### TEXT SECTION
>> START

A fugitive drug dealer today admitted being part of a gang who trafficked millions of pounds worth of cocaine and heroin.
Paul Graney worked for Michael Barlow – a drug lord who holidayed in Dubai but also gifted dirty cash to churches and community projects.
Barlow, then 34, jetted off to the United Arab Emirates and Spain, and blew ill-gotten gains at Harrods and on designer shoes for his mistress.
The rail recruitment boss made donations to St Francis Xavier and St Peter's Catholic churches and Shrewsbury House youth club in Everton.
But, unknown to Barlow, police were filming his gang in a luxury apartment turned drugs factory, and listening to him chatting in his BMW.
The mastermind – whose jail sentences totalled 16 years – even bragged on the phone: "We're up to our eyebrows. We're swimming in gear."
Barlow was jailed alongside his right-hand man Joseph Graney, then 31, and trusted subordinate Alan Foster, then 43, in November 2016.

>> END

(Coordinate annotation entries)
>> START

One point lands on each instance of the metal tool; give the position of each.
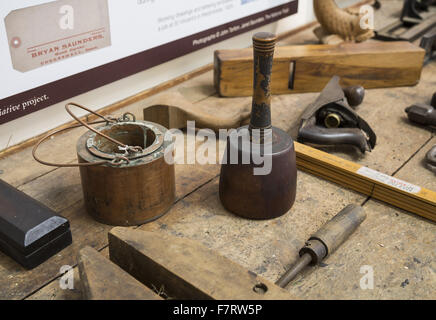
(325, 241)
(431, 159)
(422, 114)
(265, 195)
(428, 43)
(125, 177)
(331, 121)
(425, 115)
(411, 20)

>> END

### TASKS TO COMPLETE
1. In the article about the drug gang:
(a) Which two places did Barlow jet off to?
(b) Which youth club received donations from Barlow?
(c) In what month and year were Barlow, Joseph Graney and Alan Foster jailed?
2. Could you replace "metal tool" with "metal implement" throughout the listing and give all its lines again otherwise unchanged, leaving the pictures out?
The article about the drug gang and the listing are unrelated material.

### SOLUTIONS TO THE TASKS
1.
(a) The United Arab Emirates and Spain.
(b) Shrewsbury House youth club in Everton.
(c) November 2016.

2.
One point lands on each instance of the metal implement; give the position of each.
(325, 241)
(431, 159)
(422, 114)
(265, 195)
(428, 43)
(125, 177)
(331, 121)
(425, 115)
(411, 20)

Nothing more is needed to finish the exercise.